Educational Platform

The SNDO provides an educational platform for artists who want to develop their professional practice and work in the field of choreography, dance and performance making. The programme fosters experimentation and critical reflection and guides students to develop their own artistic practice as well as to contribute to the development of the dance field at large. The SNDO offers a full time four-year professional education course leading to a Bachelor's degree in Art – Choreography.

SNDO’s international reputation, carefully curated programme and rich pool of students and alumni continue to contribute to the development, renewal, challenges and expansion of the established ways of thinking choreography and making (dance)performances.

Active Dialogue

Over and above its core curriculum, the SNDO does this through active dialogue with contemporary themes and politics within the profession, education and society at large; stimulating and initiating new developments and research in the area of dance and performance; by offering intensive courses and symposia, or occasionally by producing articles that can contribute to further development in the field. 

The SNDO has organized a number of conferences and workshops: Conversations on Choreography (March 1999), Bodies of Influence (June 1996), The Connected Body (August 1994), The Absent Body (2008), The Diva Body (2009), Body & Spirit (2010), Social Choreography (2011), On Consent in Dance and Performance (2018) and Activism, Art And Education – A Week With Angela Davis (2018). In addition, the SNDO regularly invites in lecturers as part of the Artist in Residence programmes at the ATD.

SNDO has built an international position and has students from different parts of the world coming from more than forty different countries. The staff and (guest-) artists and teachers are both Dutch and international and the courses are taught in English. 

The SNDO collaborates with number of local and international organizations from the fields of dance, performance, visual arts and education. The school has relations with Theatre Frascati, Veem House for Performance, Stedelijk Museum Amsterdam, If I Can’t Dance I Don’t Want To Be Part of Your Revolution, Dansmakers, Jacuzzi, ISO Amsterdam, Sandberg Institute – Studio for Immediate Spaces, the Graphic Design department of Gerrit Rietveld Academy all based in Amsterdam.

Internationally the SNDO maintains different types of ongoing or ad hoc relations with Uferstudios Berlin, PAF - St Erme Outre et Ramecourt, MA Choreography and Performance – Giessen, CND Paris, to name a few.

Like any educational structure SNDO is further recognized and enriched through the work of their alumni. The forty-year long trajectory has brought many choreographers, performance makers, dancers and teachers into the international field. 

The SNDO is part of the Academy of Theatre and Dance (ATD) at the Amsterdam University of the Arts (AHK) and accredited by the Dutch Ministry of Education, Culture and Science.

In the words of others

Due to the raise of interdisciplinary choreography, the validation of the body after a long period of its dismissal, dance regaining momentum after its facultative exhaustion as a mode of resistance to commoditization, the notions of movement inspiring activist philosophy, the emergence of neo-materialistic choreographic approaches that reject dualisms between nature and culture, subject and object, for these and many other tendencies too many to here innumerate, one can no longer rely on a consensus regarding what choreography can either include or exclude.

+ + + + +

Tasks =>
**A.** In the SNDO page, rewrite the passage starting at "SNDO’s international reputation, carefully" and ending at "and making (dance)performances.", replacing "alumni" with "graduates".
**B.** Summarize the SNDO page in two sentences.

[Dataset records]
+ + + + +

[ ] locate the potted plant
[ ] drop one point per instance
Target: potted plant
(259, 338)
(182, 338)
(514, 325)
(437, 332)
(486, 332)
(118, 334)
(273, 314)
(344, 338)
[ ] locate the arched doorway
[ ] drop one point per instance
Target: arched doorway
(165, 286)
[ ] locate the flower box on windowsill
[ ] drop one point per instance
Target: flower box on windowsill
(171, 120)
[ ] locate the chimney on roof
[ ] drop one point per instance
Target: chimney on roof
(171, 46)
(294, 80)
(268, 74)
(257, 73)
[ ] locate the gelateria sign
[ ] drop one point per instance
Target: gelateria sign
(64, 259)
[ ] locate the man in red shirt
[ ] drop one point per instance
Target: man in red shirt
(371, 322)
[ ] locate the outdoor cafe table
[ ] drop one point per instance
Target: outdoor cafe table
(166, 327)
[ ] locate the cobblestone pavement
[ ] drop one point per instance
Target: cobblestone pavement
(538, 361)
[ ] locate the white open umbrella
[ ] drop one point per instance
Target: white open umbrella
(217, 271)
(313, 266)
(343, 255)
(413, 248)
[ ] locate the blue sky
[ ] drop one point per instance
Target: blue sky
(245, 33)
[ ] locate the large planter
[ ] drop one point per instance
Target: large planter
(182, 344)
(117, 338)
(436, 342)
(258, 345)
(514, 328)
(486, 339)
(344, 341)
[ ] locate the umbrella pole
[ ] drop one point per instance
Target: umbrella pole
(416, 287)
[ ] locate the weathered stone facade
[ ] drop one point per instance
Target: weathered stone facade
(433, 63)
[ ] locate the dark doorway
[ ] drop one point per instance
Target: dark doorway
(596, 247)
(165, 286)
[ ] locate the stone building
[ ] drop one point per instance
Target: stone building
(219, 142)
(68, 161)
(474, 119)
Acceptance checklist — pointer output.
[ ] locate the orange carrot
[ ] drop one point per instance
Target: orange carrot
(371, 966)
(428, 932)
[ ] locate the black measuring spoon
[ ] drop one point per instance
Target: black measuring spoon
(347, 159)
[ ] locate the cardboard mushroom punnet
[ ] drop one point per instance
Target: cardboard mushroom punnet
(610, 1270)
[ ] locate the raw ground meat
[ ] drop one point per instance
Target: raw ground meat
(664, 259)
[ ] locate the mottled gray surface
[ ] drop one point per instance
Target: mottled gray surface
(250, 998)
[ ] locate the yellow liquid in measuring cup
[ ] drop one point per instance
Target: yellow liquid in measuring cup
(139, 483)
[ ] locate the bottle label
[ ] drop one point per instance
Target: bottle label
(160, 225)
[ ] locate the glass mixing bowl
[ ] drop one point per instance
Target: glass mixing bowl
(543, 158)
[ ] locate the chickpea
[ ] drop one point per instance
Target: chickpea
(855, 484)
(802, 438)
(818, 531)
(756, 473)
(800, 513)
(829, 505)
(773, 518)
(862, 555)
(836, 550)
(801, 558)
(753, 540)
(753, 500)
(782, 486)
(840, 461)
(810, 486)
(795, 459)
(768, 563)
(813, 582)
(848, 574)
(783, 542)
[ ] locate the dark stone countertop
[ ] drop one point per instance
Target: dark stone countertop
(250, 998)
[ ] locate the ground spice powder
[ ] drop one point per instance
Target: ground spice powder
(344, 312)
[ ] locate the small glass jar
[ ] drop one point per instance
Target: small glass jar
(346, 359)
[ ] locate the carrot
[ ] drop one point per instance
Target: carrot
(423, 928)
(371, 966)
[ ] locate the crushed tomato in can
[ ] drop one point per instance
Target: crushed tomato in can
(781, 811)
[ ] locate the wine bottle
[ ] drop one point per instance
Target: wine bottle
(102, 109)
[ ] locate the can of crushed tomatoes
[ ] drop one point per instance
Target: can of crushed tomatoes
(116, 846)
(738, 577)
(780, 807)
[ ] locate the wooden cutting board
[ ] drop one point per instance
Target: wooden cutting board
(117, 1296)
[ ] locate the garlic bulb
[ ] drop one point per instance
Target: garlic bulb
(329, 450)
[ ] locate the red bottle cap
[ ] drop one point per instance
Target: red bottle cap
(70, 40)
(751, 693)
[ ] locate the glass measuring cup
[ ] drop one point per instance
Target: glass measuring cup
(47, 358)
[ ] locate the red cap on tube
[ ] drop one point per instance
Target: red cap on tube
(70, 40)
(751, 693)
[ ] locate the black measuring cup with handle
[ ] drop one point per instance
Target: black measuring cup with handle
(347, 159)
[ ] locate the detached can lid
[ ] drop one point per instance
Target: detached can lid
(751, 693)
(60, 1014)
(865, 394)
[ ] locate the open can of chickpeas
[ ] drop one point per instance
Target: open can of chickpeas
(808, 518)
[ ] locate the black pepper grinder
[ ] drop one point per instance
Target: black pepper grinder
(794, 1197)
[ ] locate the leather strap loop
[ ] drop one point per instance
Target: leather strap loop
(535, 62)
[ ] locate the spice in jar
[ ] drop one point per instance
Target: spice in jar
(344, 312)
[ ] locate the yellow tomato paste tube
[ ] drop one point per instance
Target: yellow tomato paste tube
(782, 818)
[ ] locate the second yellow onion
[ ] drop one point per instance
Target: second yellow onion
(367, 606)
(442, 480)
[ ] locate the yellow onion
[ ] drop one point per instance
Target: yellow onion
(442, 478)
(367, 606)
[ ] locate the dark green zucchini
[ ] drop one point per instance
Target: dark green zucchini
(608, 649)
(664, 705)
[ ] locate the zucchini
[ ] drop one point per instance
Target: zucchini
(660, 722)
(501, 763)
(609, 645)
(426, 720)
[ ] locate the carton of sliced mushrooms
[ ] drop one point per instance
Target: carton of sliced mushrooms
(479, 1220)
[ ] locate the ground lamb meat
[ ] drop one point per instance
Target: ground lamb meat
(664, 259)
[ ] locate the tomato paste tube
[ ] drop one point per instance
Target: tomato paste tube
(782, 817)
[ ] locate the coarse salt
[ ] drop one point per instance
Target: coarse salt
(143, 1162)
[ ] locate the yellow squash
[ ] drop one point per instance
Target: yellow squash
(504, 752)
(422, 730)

+ + + + +

Results of the tasks =>
**A.**
SNDO’s international reputation, carefully curated programme and rich pool of students and graduates continue to contribute to the development, renewal, challenges and expansion of the established ways of thinking choreography and making (dance)performances.

**B.** The SNDO, part of the Academy of Theatre and Dance at the Amsterdam University of the Arts, offers a full-time four-year course leading to a Bachelor's degree in Art – Choreography and fosters experimentation and critical reflection. Beyond its core curriculum, it engages in active dialogue with the field through conferences, workshops and collaborations with local and international organizations, and it draws students from more than forty countries, with courses taught in English.